▶ WHAT IS REQUIRED
Look for the string "then" in the listing below and copy every line in which it appears.

▶ GIVEN ENTRIES
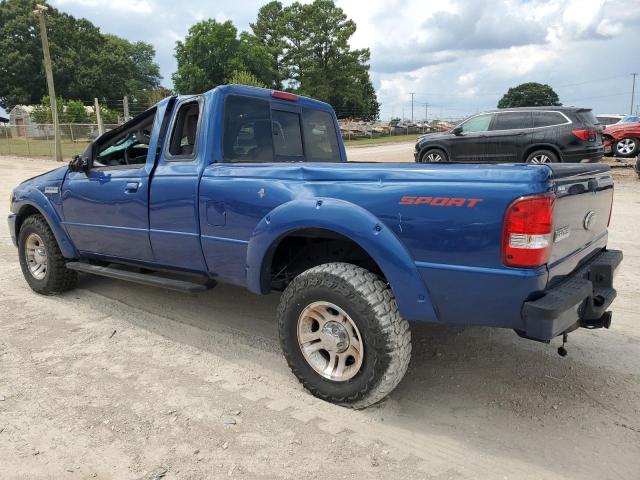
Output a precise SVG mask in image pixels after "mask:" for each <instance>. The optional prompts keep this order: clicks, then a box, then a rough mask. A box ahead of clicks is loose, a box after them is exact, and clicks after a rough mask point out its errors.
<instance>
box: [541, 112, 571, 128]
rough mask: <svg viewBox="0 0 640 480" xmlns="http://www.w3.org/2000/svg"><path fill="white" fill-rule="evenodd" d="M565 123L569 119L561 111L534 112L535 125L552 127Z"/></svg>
mask: <svg viewBox="0 0 640 480" xmlns="http://www.w3.org/2000/svg"><path fill="white" fill-rule="evenodd" d="M563 123H567V119H566V118H565V117H564V115H562V114H561V113H560V112H533V126H534V127H550V126H552V125H562V124H563Z"/></svg>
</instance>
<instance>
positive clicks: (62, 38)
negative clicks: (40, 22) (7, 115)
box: [0, 0, 161, 109]
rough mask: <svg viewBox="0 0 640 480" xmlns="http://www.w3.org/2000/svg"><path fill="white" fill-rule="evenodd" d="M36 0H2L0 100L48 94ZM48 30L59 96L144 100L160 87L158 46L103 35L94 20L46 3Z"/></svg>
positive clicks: (63, 96) (56, 90)
mask: <svg viewBox="0 0 640 480" xmlns="http://www.w3.org/2000/svg"><path fill="white" fill-rule="evenodd" d="M37 3H43V2H42V1H36V0H5V1H3V2H0V103H1V104H2V105H3V106H5V107H6V108H7V109H11V108H12V107H13V106H14V105H17V104H27V105H29V104H35V103H39V102H40V101H41V99H42V98H43V97H44V96H45V95H46V94H47V85H46V81H45V74H44V66H43V62H42V44H41V40H40V31H39V28H38V23H37V18H36V17H35V15H34V14H33V13H32V12H33V10H34V9H35V6H36V4H37ZM48 7H49V8H48V10H47V27H48V28H47V31H48V37H49V45H50V50H51V57H52V59H53V61H52V64H53V65H52V66H53V76H54V79H55V85H56V94H57V95H60V96H61V97H63V98H74V99H84V100H90V99H92V98H94V97H97V98H100V99H115V98H123V97H124V96H125V95H130V96H132V98H133V99H134V100H135V99H136V98H138V97H140V98H142V97H143V96H144V95H145V94H147V93H148V92H150V91H153V90H155V89H157V88H158V87H159V86H160V78H161V77H160V69H159V67H158V65H157V64H156V63H155V61H154V57H155V50H154V48H153V47H152V46H151V45H150V44H148V43H145V42H129V41H127V40H124V39H122V38H119V37H117V36H115V35H109V34H103V33H101V32H100V30H99V29H98V28H97V27H96V26H95V25H93V24H92V23H91V22H89V21H88V20H85V19H82V18H81V19H76V18H74V17H73V16H71V15H68V14H66V13H63V12H60V11H59V10H58V9H56V8H53V7H52V6H50V5H49V6H48Z"/></svg>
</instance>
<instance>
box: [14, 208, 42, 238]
mask: <svg viewBox="0 0 640 480" xmlns="http://www.w3.org/2000/svg"><path fill="white" fill-rule="evenodd" d="M32 215H42V214H41V213H40V210H38V209H37V208H36V207H34V206H33V205H25V206H24V207H22V208H21V209H20V211H19V212H18V215H17V216H16V238H18V235H19V234H20V227H22V223H23V222H24V221H25V220H26V219H27V218H28V217H30V216H32Z"/></svg>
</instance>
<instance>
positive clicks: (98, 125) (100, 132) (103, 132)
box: [93, 98, 104, 135]
mask: <svg viewBox="0 0 640 480" xmlns="http://www.w3.org/2000/svg"><path fill="white" fill-rule="evenodd" d="M93 104H94V108H95V109H96V122H98V135H102V134H103V133H104V125H103V124H102V117H101V116H100V104H99V103H98V99H97V98H94V99H93Z"/></svg>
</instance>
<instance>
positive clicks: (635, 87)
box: [629, 73, 638, 115]
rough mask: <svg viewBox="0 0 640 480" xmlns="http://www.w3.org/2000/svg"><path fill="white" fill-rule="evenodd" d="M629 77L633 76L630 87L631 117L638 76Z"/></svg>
mask: <svg viewBox="0 0 640 480" xmlns="http://www.w3.org/2000/svg"><path fill="white" fill-rule="evenodd" d="M631 75H633V84H632V86H631V107H630V109H629V115H633V102H634V100H635V96H636V75H638V74H637V73H632V74H631Z"/></svg>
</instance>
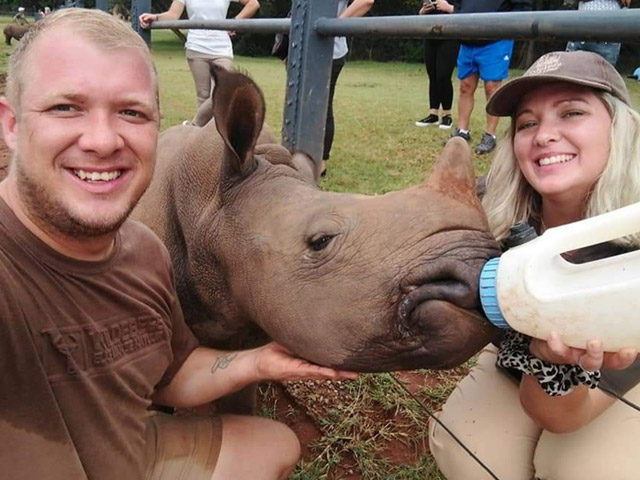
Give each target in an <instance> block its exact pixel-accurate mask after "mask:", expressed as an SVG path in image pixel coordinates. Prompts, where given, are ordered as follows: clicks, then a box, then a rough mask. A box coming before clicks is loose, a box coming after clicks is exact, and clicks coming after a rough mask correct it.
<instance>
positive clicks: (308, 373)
mask: <svg viewBox="0 0 640 480" xmlns="http://www.w3.org/2000/svg"><path fill="white" fill-rule="evenodd" d="M255 365H256V367H255V368H256V371H257V373H258V377H259V378H262V379H265V380H344V379H355V378H357V377H358V374H357V373H354V372H347V371H342V370H334V369H332V368H327V367H321V366H320V365H315V364H313V363H310V362H307V361H306V360H303V359H301V358H298V357H295V356H293V355H292V354H291V352H290V351H289V350H287V349H286V348H285V347H283V346H282V345H280V344H278V343H275V342H271V343H268V344H266V345H264V346H263V347H260V348H257V349H256V350H255Z"/></svg>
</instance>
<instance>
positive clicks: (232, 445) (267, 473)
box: [211, 415, 300, 480]
mask: <svg viewBox="0 0 640 480" xmlns="http://www.w3.org/2000/svg"><path fill="white" fill-rule="evenodd" d="M299 458H300V442H299V441H298V437H296V435H295V433H293V431H292V430H291V429H290V428H289V427H287V426H286V425H284V424H283V423H279V422H275V421H273V420H268V419H266V418H261V417H245V416H235V415H225V416H223V417H222V447H221V448H220V455H219V457H218V463H217V464H216V469H215V471H214V472H213V476H212V477H211V480H247V479H251V480H285V479H286V478H288V477H289V475H290V474H291V472H293V470H294V469H295V467H296V464H297V462H298V459H299Z"/></svg>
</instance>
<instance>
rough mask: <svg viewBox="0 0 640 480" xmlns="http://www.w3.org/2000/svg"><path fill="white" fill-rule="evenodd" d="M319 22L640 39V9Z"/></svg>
mask: <svg viewBox="0 0 640 480" xmlns="http://www.w3.org/2000/svg"><path fill="white" fill-rule="evenodd" d="M314 27H315V30H316V33H318V34H320V35H327V36H332V35H365V36H376V37H426V38H456V39H461V40H499V39H502V38H510V39H514V40H524V39H537V40H597V41H609V40H611V41H616V42H638V41H640V9H632V10H630V9H622V10H611V11H597V12H595V11H594V12H588V11H577V10H575V11H553V12H504V13H473V14H470V13H466V14H456V15H419V16H418V15H411V16H405V15H401V16H394V17H364V18H343V19H330V18H319V19H318V20H317V21H316V23H315V25H314Z"/></svg>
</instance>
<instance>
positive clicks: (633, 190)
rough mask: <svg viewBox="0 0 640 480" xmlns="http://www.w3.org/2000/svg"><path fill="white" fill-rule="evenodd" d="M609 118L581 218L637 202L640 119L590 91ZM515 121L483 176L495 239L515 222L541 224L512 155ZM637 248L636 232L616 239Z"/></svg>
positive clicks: (599, 92) (541, 203) (526, 187)
mask: <svg viewBox="0 0 640 480" xmlns="http://www.w3.org/2000/svg"><path fill="white" fill-rule="evenodd" d="M594 92H595V94H596V95H598V97H600V98H601V100H602V102H603V103H604V105H605V106H606V107H607V110H608V111H609V114H610V115H611V119H612V123H611V133H610V149H609V159H608V161H607V164H606V166H605V168H604V170H603V171H602V173H601V175H600V177H599V178H598V179H597V180H596V182H595V184H594V185H593V188H592V189H591V192H590V195H589V198H588V199H587V200H586V202H585V207H584V212H583V217H584V218H588V217H593V216H596V215H600V214H603V213H606V212H610V211H612V210H615V209H617V208H621V207H624V206H626V205H630V204H632V203H635V202H640V115H639V114H638V113H637V112H636V111H635V110H633V109H632V108H631V107H629V106H628V105H626V104H625V103H624V102H622V101H620V100H619V99H618V98H616V97H614V96H612V95H610V94H608V93H606V92H603V91H601V90H595V89H594ZM514 136H515V121H514V119H513V118H512V119H511V125H510V127H509V128H508V129H507V130H505V132H503V134H502V135H501V138H500V140H499V142H498V147H497V148H496V154H495V157H494V159H493V163H492V164H491V169H490V171H489V175H488V177H487V188H486V193H485V195H484V198H483V200H482V204H483V206H484V209H485V212H486V214H487V218H488V220H489V227H490V228H491V232H492V233H493V235H494V236H495V237H496V239H498V240H502V239H504V238H505V237H507V236H508V234H509V228H510V227H511V226H512V225H514V224H515V223H517V222H521V221H528V220H533V221H535V222H540V216H541V213H542V212H541V207H542V199H541V197H540V195H539V194H538V193H537V192H536V191H535V190H534V189H533V188H532V187H531V185H529V182H527V180H526V179H525V178H524V176H523V175H522V172H521V171H520V168H519V166H518V161H517V159H516V156H515V153H514V151H513V139H514ZM616 243H619V244H622V245H624V246H628V247H635V248H638V247H640V233H638V234H635V235H629V236H627V237H624V238H622V239H619V240H616Z"/></svg>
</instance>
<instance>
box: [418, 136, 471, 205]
mask: <svg viewBox="0 0 640 480" xmlns="http://www.w3.org/2000/svg"><path fill="white" fill-rule="evenodd" d="M427 186H429V187H430V188H432V189H434V190H438V191H439V192H442V193H443V194H445V195H446V196H448V197H451V198H455V199H456V200H460V201H465V200H468V199H472V200H474V201H475V199H476V179H475V174H474V171H473V162H472V156H471V149H470V148H469V145H468V144H467V142H465V141H464V140H463V139H461V138H457V137H454V138H452V139H451V140H449V141H448V142H447V144H446V145H445V147H444V148H443V149H442V152H441V153H440V157H439V158H438V161H437V162H436V164H435V165H434V167H433V170H432V172H431V175H430V176H429V179H428V180H427Z"/></svg>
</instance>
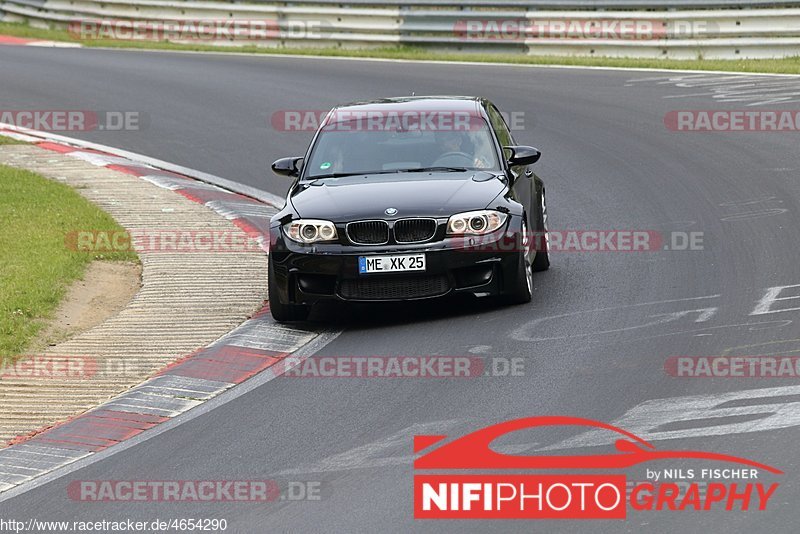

▶ COMPLETED EXERCISE
Output a precise SVG mask in image pixels after "mask:" for each <instance>. The optional prompts keep this order: clicks, then a box, then a rough mask. A box ahead of clicks is loose, a box after them is exact, and clicks after a rough mask point out its errors.
Give each target in an <instance> block its exact pixel-accurate mask after "mask:", expressed as an SVG path in image pixel coordinates. Prompts, where given, are ordered as follows: clicks, then a box, then a rough mask. A box coming before clicks is loose, a box coming after clicks is exact, and clicks coming after a rough mask correct it.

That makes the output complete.